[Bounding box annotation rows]

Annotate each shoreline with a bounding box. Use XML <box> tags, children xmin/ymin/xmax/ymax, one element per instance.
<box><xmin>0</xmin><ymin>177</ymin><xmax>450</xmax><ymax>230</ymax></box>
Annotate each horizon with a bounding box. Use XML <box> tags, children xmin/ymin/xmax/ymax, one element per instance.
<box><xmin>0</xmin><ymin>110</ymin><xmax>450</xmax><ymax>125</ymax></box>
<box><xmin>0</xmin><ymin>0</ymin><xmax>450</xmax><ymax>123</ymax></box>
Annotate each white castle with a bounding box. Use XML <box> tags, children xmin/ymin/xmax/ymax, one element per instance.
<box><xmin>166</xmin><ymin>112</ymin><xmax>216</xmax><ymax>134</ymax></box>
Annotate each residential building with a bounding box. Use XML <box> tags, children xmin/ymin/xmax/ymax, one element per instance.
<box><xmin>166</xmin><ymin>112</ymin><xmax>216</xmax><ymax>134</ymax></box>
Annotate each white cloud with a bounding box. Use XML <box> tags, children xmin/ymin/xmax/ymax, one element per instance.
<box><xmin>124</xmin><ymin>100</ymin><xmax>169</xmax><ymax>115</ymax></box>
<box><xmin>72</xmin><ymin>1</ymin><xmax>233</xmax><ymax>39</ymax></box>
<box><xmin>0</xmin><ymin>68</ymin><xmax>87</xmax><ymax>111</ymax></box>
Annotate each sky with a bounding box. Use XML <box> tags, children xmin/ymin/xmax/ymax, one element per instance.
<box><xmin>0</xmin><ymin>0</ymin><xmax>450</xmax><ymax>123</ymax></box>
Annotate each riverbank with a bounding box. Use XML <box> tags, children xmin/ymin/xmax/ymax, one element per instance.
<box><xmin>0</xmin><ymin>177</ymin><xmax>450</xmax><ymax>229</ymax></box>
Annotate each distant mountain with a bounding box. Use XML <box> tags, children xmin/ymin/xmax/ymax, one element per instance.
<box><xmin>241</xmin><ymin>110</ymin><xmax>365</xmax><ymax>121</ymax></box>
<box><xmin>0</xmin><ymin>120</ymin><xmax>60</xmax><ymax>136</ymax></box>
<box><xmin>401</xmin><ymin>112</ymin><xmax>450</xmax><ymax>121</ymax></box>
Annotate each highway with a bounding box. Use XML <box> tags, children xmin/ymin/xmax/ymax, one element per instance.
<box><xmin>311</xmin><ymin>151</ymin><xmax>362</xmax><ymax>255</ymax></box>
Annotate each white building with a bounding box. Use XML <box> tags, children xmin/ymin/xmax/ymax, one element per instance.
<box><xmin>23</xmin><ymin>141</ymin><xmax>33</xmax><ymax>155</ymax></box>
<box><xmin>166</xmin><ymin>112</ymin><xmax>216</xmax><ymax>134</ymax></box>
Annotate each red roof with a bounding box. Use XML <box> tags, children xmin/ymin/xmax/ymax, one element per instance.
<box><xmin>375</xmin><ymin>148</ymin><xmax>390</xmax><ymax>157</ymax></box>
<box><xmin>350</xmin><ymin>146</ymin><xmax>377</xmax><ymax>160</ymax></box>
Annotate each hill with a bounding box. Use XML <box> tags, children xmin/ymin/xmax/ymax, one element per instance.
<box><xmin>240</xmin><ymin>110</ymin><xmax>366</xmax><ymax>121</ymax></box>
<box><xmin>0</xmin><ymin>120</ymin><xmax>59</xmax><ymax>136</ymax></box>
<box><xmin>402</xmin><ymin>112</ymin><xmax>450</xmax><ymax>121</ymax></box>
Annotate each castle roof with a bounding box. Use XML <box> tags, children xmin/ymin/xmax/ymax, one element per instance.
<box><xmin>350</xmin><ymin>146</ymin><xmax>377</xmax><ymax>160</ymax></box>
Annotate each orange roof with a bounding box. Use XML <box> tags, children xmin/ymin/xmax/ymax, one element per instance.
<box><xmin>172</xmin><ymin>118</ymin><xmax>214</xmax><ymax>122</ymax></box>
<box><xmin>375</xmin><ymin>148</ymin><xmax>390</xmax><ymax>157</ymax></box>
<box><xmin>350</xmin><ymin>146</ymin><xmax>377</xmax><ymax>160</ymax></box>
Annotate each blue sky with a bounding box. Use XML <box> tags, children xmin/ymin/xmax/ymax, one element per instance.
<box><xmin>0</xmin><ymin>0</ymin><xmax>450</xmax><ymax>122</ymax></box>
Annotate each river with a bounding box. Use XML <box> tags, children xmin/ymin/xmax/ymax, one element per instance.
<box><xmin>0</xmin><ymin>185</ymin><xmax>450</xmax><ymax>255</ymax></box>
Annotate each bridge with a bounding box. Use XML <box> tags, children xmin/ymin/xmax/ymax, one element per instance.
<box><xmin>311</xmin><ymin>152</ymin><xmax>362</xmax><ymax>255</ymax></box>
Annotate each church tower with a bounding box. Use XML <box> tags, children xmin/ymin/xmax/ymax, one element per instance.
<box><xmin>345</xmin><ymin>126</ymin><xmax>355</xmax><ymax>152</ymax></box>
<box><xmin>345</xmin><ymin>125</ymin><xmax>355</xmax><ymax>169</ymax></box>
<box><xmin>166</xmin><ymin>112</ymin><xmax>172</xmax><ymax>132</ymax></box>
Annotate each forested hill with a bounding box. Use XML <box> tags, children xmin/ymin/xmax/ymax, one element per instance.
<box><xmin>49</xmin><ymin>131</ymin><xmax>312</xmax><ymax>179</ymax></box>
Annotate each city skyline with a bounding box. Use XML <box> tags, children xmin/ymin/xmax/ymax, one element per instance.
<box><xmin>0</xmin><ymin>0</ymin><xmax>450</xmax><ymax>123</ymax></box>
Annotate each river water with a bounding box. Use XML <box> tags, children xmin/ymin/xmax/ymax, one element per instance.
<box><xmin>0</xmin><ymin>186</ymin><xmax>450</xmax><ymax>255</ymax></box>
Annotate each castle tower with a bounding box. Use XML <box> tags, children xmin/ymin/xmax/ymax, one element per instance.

* _Job_
Render all of the rows above as a numbered list, leaving out any blank lines.

* _Full solution_
1. Annotate each shoreline with a bounding box. Use XML <box> tags, children xmin/ymin/xmax/ymax, one element per instance.
2. <box><xmin>0</xmin><ymin>177</ymin><xmax>450</xmax><ymax>230</ymax></box>
3. Annotate each horizon with a bounding box. Use XML <box> tags, children xmin/ymin/xmax/ymax, one element per instance.
4. <box><xmin>0</xmin><ymin>110</ymin><xmax>450</xmax><ymax>125</ymax></box>
5. <box><xmin>0</xmin><ymin>0</ymin><xmax>450</xmax><ymax>123</ymax></box>
6. Annotate each white castle with a bounding box. Use XML <box> tags, children xmin/ymin/xmax/ymax, one element per instance.
7. <box><xmin>166</xmin><ymin>112</ymin><xmax>216</xmax><ymax>134</ymax></box>
8. Annotate each residential building with a bounding box. Use XML <box> tags, children xmin/ymin/xmax/ymax, one element per instance.
9. <box><xmin>166</xmin><ymin>112</ymin><xmax>216</xmax><ymax>134</ymax></box>
10. Annotate each white cloud with a bounding box. Use XML <box> tags, children xmin/ymin/xmax/ymax, one element per instance.
11. <box><xmin>124</xmin><ymin>100</ymin><xmax>169</xmax><ymax>115</ymax></box>
12. <box><xmin>72</xmin><ymin>1</ymin><xmax>233</xmax><ymax>39</ymax></box>
13. <box><xmin>0</xmin><ymin>68</ymin><xmax>87</xmax><ymax>111</ymax></box>
14. Annotate each sky with a bounding box. Use XML <box> tags, children xmin/ymin/xmax/ymax, one element per instance.
15. <box><xmin>0</xmin><ymin>0</ymin><xmax>450</xmax><ymax>123</ymax></box>
16. Annotate each riverbank with a bounding box. Use XML <box> tags, children xmin/ymin/xmax/ymax, one element per instance.
17. <box><xmin>0</xmin><ymin>177</ymin><xmax>450</xmax><ymax>229</ymax></box>
18. Annotate each distant mountain with a bounding box. Use XML <box> tags, children xmin/ymin/xmax/ymax, one element per instance.
19. <box><xmin>241</xmin><ymin>110</ymin><xmax>365</xmax><ymax>121</ymax></box>
20. <box><xmin>0</xmin><ymin>120</ymin><xmax>60</xmax><ymax>136</ymax></box>
21. <box><xmin>401</xmin><ymin>112</ymin><xmax>450</xmax><ymax>121</ymax></box>
22. Annotate each highway with a bounding box. Use XML <box> tags, children xmin/ymin/xmax/ymax, one element per instance.
23. <box><xmin>311</xmin><ymin>151</ymin><xmax>362</xmax><ymax>255</ymax></box>
24. Annotate each white building with a bounding box. Use XML <box> tags, children xmin/ymin/xmax/ymax, one element per instance.
25. <box><xmin>23</xmin><ymin>141</ymin><xmax>33</xmax><ymax>155</ymax></box>
26. <box><xmin>166</xmin><ymin>112</ymin><xmax>216</xmax><ymax>134</ymax></box>
27. Annotate each red roof with a bounding box. Use XML <box> tags, children xmin/ymin/xmax/ymax, one element per instance.
28. <box><xmin>375</xmin><ymin>148</ymin><xmax>390</xmax><ymax>157</ymax></box>
29. <box><xmin>350</xmin><ymin>146</ymin><xmax>377</xmax><ymax>160</ymax></box>
30. Annotate each hill with a bounding box. Use XML <box> tags, children xmin/ymin/xmax/ymax, one element per instance.
31. <box><xmin>240</xmin><ymin>110</ymin><xmax>366</xmax><ymax>121</ymax></box>
32. <box><xmin>0</xmin><ymin>120</ymin><xmax>59</xmax><ymax>136</ymax></box>
33. <box><xmin>402</xmin><ymin>112</ymin><xmax>450</xmax><ymax>121</ymax></box>
34. Annotate each castle roof with a bounding box. Use XML <box> tags, children xmin/ymin/xmax/ymax, one element per instance.
35. <box><xmin>350</xmin><ymin>146</ymin><xmax>377</xmax><ymax>160</ymax></box>
36. Annotate each orange roof with a bounding box. Use XML <box> tags, children xmin/ymin/xmax/ymax, one element per instance.
37. <box><xmin>172</xmin><ymin>118</ymin><xmax>214</xmax><ymax>122</ymax></box>
38. <box><xmin>375</xmin><ymin>148</ymin><xmax>390</xmax><ymax>157</ymax></box>
39. <box><xmin>350</xmin><ymin>146</ymin><xmax>377</xmax><ymax>160</ymax></box>
40. Annotate each blue sky with a bounding box. Use XML <box> tags, children xmin/ymin/xmax/ymax, one element per instance.
41. <box><xmin>0</xmin><ymin>0</ymin><xmax>450</xmax><ymax>122</ymax></box>
42. Annotate each river with a bounding box. Use XML <box> tags, children xmin/ymin/xmax/ymax, one element per instance.
43. <box><xmin>0</xmin><ymin>185</ymin><xmax>450</xmax><ymax>255</ymax></box>
44. Annotate each bridge with a bounding box. Use XML <box> tags, children xmin/ymin/xmax/ymax, one element per instance.
45. <box><xmin>311</xmin><ymin>152</ymin><xmax>362</xmax><ymax>255</ymax></box>
46. Annotate each church tower with a bounding box. Use XML <box> tags, children xmin/ymin/xmax/ymax, one element per instance.
47. <box><xmin>345</xmin><ymin>126</ymin><xmax>355</xmax><ymax>152</ymax></box>
48. <box><xmin>345</xmin><ymin>125</ymin><xmax>355</xmax><ymax>169</ymax></box>
49. <box><xmin>166</xmin><ymin>112</ymin><xmax>172</xmax><ymax>132</ymax></box>
50. Annotate each forested hill with a bounding box. Use XML <box> tags, children xmin/ymin/xmax/ymax, one element per instance.
51. <box><xmin>49</xmin><ymin>131</ymin><xmax>312</xmax><ymax>179</ymax></box>
52. Annotate each city skyline with a bounding box. Use XML <box> tags, children xmin/ymin/xmax/ymax, one element per instance.
53. <box><xmin>0</xmin><ymin>0</ymin><xmax>450</xmax><ymax>123</ymax></box>
54. Annotate each river water with a bounding box. Use XML <box> tags, children xmin/ymin/xmax/ymax, one element per instance.
55. <box><xmin>0</xmin><ymin>186</ymin><xmax>450</xmax><ymax>255</ymax></box>
56. Annotate each castle tower with a bounding box. Use XML <box> tags, children xmin/ymin/xmax/ymax, one element per instance.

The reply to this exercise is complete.